## Extracted data:
# # # # # # #

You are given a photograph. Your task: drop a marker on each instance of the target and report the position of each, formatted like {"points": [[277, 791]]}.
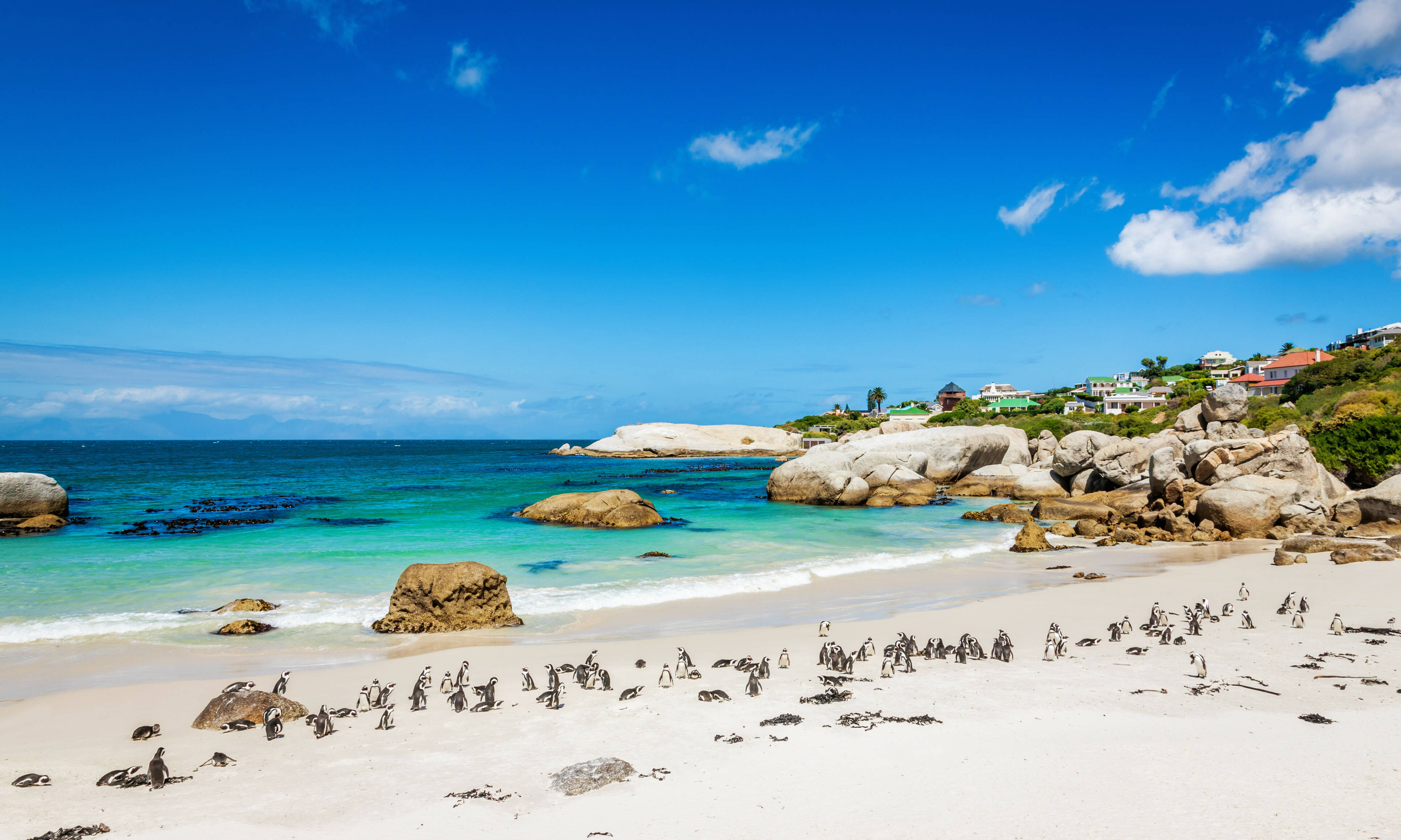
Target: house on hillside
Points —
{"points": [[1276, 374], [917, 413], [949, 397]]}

# # # # # # #

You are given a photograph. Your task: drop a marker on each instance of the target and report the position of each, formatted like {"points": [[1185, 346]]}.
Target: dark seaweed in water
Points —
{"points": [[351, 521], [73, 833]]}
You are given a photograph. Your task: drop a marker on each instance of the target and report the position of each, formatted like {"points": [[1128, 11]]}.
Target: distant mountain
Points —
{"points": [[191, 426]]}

# # # # # # #

## What you are asked to do:
Count the lines in the listing above that contain the word "Your" and reply with only that number.

## Task solution:
3